Coordinate annotation entries
"""

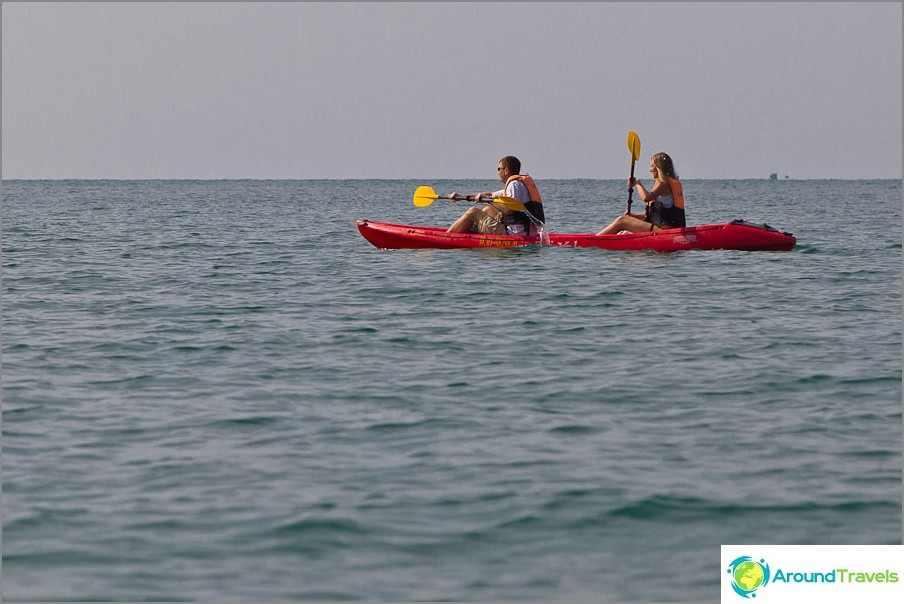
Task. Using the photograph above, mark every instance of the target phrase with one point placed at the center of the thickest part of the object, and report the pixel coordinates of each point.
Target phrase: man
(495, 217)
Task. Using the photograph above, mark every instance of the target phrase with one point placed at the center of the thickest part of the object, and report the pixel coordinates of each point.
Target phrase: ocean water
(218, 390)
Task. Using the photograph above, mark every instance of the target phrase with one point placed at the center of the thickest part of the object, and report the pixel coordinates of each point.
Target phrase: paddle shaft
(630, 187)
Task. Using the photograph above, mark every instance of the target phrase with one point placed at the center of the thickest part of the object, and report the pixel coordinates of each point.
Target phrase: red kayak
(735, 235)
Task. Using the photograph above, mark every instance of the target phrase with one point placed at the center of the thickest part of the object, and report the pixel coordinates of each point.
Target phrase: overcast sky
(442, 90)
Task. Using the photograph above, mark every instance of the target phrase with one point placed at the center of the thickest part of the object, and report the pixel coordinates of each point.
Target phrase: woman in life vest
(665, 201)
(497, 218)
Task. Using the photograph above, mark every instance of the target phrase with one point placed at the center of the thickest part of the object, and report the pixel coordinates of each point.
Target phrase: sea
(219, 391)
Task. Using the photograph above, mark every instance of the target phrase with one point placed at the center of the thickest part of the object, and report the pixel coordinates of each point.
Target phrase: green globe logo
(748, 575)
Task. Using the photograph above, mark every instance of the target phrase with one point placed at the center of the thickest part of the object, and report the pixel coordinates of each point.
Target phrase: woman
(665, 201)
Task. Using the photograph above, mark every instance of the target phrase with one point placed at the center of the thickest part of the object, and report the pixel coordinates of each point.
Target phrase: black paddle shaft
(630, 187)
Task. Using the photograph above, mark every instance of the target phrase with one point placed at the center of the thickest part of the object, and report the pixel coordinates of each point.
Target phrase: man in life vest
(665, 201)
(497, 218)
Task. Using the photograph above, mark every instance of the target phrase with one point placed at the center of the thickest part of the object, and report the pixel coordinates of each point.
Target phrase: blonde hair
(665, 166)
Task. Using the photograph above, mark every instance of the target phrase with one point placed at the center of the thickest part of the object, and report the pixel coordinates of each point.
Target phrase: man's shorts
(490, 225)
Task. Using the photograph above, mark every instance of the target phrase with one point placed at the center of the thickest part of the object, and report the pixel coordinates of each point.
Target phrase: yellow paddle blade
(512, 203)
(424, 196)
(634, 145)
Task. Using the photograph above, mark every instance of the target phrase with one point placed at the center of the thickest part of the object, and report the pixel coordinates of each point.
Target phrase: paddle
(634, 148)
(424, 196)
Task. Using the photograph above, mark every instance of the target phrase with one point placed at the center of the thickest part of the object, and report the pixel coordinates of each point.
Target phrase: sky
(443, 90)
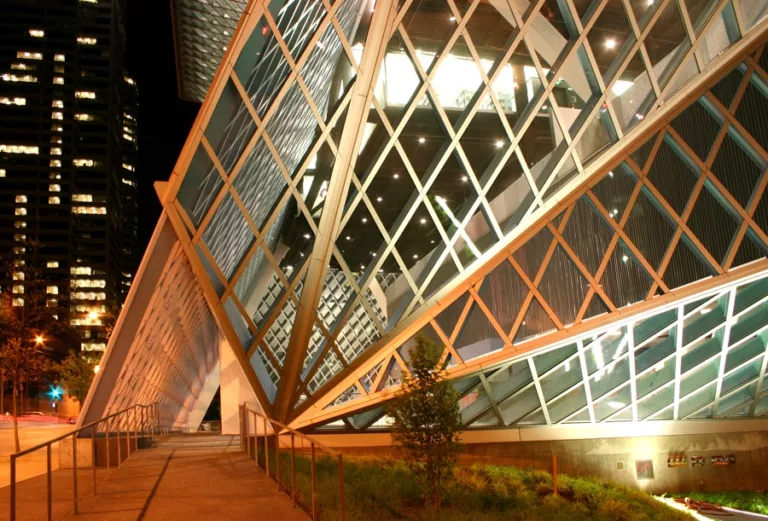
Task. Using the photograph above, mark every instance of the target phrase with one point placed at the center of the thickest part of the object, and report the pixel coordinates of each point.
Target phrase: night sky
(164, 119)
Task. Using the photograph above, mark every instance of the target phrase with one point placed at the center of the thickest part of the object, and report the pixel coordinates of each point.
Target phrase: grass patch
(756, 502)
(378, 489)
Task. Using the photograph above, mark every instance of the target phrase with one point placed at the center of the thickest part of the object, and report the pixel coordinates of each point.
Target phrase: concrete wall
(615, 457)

"""

-- Aim --
Count the lines in the listing above that contain the word "paddle", and reply with the number only.

-- Solution to this task --
4